== WHAT THE EXERCISE ASKS ==
Give a verbatim repeat of the lines that run from the line containing "Drop a point on every instance of the white metal" to the end of the data below.

== RECORDS SHOWN ==
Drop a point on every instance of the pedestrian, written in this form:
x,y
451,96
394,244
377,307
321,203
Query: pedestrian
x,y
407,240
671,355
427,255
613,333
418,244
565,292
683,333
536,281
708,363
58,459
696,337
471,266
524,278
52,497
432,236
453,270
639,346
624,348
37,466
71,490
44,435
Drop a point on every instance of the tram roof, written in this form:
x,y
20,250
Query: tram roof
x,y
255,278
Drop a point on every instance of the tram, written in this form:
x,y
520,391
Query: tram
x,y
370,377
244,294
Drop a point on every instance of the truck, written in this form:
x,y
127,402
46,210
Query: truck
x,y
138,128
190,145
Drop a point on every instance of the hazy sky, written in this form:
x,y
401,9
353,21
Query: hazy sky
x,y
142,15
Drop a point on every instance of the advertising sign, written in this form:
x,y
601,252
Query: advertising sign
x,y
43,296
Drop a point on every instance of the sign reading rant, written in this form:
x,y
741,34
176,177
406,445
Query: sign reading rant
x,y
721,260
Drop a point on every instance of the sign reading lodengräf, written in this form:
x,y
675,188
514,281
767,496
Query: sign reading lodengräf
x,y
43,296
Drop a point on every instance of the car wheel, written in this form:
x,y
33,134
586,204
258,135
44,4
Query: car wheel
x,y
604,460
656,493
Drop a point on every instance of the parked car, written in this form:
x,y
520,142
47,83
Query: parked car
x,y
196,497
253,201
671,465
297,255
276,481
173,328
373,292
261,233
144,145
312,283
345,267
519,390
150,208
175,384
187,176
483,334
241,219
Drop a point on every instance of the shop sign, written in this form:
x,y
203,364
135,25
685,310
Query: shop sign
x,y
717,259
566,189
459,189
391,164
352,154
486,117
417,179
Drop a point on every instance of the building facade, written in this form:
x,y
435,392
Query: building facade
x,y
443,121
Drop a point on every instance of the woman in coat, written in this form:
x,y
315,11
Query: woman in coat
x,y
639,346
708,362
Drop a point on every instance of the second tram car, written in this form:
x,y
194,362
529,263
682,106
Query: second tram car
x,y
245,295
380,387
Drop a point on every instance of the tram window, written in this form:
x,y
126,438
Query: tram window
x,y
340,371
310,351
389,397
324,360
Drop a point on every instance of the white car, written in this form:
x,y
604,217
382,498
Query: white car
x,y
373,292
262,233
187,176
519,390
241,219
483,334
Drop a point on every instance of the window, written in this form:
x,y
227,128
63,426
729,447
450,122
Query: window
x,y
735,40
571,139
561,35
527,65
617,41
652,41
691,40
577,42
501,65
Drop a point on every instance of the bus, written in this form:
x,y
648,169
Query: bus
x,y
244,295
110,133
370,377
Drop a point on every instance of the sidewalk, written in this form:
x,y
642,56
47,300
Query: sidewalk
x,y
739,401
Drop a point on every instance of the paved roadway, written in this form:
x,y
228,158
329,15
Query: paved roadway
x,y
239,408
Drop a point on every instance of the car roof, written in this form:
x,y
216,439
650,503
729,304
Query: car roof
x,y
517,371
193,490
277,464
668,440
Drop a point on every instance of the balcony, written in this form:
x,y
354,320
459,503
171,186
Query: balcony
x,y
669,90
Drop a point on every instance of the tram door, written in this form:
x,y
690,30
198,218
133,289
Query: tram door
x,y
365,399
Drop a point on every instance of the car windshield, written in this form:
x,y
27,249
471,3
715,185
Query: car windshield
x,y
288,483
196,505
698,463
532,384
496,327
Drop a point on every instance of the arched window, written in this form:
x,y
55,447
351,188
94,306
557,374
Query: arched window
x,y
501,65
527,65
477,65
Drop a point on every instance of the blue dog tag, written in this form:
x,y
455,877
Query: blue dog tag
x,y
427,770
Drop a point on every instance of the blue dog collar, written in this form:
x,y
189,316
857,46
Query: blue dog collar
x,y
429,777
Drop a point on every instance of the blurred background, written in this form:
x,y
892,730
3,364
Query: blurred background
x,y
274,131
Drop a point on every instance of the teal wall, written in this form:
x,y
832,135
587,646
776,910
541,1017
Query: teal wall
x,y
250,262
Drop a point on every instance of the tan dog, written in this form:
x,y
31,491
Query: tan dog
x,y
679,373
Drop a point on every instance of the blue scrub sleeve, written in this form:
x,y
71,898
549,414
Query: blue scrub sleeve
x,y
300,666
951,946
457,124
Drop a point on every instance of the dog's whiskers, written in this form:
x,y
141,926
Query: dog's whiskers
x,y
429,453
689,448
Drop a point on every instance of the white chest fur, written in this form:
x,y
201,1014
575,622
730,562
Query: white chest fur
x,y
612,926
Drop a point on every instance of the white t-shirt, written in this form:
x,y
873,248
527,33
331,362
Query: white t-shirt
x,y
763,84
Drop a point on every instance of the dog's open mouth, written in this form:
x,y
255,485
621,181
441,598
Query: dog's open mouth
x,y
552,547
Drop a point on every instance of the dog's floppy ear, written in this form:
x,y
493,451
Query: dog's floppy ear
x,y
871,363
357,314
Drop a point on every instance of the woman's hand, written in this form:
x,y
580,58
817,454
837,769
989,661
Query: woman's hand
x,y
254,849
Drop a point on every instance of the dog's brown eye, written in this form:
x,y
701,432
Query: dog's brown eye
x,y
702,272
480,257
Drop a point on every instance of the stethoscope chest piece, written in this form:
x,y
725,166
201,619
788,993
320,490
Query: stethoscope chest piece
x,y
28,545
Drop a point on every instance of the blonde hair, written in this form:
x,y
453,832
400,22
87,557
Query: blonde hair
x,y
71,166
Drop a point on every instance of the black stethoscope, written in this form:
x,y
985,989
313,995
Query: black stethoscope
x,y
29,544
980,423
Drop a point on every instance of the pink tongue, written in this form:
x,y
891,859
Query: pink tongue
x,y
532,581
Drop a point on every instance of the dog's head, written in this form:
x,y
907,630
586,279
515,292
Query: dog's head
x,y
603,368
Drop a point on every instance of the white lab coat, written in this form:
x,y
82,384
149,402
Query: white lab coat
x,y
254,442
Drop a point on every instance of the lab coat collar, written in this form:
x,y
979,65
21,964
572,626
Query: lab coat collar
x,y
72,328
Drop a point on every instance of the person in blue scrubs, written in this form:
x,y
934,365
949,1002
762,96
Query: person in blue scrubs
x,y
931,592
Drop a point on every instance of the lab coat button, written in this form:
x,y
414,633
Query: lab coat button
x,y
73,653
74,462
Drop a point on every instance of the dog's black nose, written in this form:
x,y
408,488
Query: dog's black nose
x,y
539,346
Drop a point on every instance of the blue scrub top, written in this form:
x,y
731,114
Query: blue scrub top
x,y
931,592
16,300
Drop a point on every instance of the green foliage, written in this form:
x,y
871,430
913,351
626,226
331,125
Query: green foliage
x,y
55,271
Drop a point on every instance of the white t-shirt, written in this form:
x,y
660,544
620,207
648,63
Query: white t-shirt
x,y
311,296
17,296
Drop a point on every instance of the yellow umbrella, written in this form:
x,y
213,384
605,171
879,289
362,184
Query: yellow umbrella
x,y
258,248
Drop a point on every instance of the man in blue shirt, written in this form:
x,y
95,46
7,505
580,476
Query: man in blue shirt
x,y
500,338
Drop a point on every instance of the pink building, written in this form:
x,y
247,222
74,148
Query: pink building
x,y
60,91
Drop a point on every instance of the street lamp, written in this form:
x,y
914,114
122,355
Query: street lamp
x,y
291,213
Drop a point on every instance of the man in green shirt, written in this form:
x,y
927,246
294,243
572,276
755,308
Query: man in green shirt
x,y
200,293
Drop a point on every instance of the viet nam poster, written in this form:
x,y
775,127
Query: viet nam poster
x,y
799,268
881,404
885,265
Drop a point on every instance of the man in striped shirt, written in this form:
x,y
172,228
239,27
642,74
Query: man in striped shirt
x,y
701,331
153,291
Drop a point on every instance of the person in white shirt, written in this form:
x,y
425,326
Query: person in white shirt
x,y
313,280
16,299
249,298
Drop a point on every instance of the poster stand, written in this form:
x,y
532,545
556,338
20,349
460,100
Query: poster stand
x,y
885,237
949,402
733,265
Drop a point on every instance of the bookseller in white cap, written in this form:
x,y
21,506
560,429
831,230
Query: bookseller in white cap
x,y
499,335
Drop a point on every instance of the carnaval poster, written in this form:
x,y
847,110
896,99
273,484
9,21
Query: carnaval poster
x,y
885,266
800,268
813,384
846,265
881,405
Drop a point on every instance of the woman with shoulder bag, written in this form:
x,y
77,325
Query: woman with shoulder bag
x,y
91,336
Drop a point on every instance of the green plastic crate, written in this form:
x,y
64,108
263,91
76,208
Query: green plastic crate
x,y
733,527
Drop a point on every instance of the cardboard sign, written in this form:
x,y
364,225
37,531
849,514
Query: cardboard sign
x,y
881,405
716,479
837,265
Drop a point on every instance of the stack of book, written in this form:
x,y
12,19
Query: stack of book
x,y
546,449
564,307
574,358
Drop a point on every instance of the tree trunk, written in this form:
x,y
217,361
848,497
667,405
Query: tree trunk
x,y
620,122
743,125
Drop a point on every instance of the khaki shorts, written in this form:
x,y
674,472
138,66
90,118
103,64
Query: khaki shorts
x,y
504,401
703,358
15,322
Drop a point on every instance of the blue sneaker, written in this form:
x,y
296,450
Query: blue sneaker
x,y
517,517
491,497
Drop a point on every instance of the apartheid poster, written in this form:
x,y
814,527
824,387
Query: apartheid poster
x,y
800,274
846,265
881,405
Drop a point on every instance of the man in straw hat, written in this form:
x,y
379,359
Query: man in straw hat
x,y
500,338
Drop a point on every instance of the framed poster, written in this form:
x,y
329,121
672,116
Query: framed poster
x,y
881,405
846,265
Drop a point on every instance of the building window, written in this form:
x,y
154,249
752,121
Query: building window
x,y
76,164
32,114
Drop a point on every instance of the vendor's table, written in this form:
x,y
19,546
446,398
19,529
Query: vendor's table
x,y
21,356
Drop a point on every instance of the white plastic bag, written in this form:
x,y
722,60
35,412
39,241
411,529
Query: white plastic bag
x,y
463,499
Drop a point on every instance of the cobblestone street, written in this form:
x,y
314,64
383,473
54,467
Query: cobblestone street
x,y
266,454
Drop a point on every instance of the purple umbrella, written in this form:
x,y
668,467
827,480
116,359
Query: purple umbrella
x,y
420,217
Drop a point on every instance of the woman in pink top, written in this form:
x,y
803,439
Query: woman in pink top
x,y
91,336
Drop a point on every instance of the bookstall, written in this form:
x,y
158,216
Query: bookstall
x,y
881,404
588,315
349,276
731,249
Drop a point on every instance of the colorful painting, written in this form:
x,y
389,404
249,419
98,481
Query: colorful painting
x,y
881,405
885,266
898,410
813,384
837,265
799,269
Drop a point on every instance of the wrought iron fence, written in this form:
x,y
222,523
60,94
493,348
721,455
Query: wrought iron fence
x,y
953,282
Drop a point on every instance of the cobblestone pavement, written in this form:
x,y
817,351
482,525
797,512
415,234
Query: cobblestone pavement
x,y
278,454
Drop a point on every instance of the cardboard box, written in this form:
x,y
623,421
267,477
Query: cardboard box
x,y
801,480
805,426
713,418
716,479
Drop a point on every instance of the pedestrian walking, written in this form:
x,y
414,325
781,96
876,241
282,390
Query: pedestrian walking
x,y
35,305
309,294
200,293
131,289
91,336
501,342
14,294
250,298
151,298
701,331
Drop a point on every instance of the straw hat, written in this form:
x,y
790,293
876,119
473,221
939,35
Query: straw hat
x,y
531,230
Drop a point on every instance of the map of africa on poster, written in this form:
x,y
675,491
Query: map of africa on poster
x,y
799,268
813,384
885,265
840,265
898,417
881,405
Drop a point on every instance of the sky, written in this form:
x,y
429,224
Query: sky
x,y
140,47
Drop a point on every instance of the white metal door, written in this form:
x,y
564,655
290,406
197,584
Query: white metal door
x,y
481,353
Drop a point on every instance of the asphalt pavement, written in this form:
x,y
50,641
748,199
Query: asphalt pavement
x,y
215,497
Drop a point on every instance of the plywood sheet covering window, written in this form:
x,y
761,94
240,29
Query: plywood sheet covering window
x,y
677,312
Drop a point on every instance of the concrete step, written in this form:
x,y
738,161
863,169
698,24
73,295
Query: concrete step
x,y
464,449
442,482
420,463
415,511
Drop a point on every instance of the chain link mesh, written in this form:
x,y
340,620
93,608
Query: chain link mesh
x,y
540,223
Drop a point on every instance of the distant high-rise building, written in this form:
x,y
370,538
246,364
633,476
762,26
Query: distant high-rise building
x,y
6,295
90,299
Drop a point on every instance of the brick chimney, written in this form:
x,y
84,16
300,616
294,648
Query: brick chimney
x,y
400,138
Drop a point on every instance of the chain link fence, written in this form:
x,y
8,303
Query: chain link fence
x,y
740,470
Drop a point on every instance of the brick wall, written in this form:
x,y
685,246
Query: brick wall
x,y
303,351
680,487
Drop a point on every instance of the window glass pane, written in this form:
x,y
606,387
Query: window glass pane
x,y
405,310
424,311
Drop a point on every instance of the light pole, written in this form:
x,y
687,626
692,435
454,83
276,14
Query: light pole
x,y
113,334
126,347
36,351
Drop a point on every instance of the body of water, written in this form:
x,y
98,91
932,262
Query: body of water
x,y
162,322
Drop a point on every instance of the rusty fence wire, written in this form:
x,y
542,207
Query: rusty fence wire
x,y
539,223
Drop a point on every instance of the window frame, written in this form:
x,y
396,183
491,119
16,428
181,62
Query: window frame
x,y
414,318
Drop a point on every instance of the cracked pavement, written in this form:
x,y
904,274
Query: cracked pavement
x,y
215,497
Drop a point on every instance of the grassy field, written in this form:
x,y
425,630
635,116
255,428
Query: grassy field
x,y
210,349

== RESULT OF THE EXERCISE ==
Drop a point on every instance of the white metal door, written in this form:
x,y
564,655
290,406
197,584
Query: white metal door
x,y
481,353
Drop a point on every instance of the asphalt pavement, written in this form:
x,y
50,641
748,199
Query: asphalt pavement
x,y
215,497
Drop a point on every instance of the plywood sheet covering window, written in this form:
x,y
761,94
240,29
Query: plywood sheet covering window
x,y
677,312
Drop a point on every instance of the concrete step, written in this form:
x,y
738,161
863,169
698,24
73,295
Query: concrete step
x,y
464,449
442,482
420,463
415,511
Drop a point on every instance of the chain link mesh, written in this form:
x,y
340,620
93,608
Query: chain link mesh
x,y
540,223
Drop a point on every instance of the distant high-rise building, written in this form:
x,y
370,538
246,364
633,476
762,26
Query: distant high-rise building
x,y
6,295
90,299
Drop a point on every instance of the brick chimney, written in this form:
x,y
84,16
300,616
294,648
Query: brick chimney
x,y
400,138
Drop a point on every instance of the chain link fence, written in this form:
x,y
8,303
Query: chain link fence
x,y
740,470
Drop a point on every instance of the brick wall, written in this form:
x,y
685,246
Query: brick wall
x,y
303,351
680,487
Drop a point on every instance of the window glass pane, written in this form:
x,y
606,387
Query: window glass pane
x,y
405,310
424,311
Drop a point on every instance of the light pole, written in this form:
x,y
687,626
692,435
454,83
276,14
Query: light pole
x,y
113,334
126,347
36,351
Drop a point on every instance of the body of water, written in this form:
x,y
98,91
932,262
Query: body of water
x,y
162,322
Drop a point on every instance of the rusty fence wire, written in this form:
x,y
542,207
Query: rusty fence wire
x,y
539,223
Drop a point on every instance of the window frame, written in this form:
x,y
396,183
491,119
16,428
181,62
Query: window frame
x,y
414,318
Drop a point on every instance of the cracked pavement, written in this form:
x,y
904,274
Query: cracked pavement
x,y
215,497
Drop a point on every instance of the grassy field, written in this form:
x,y
425,630
635,116
255,428
Query: grassy field
x,y
210,349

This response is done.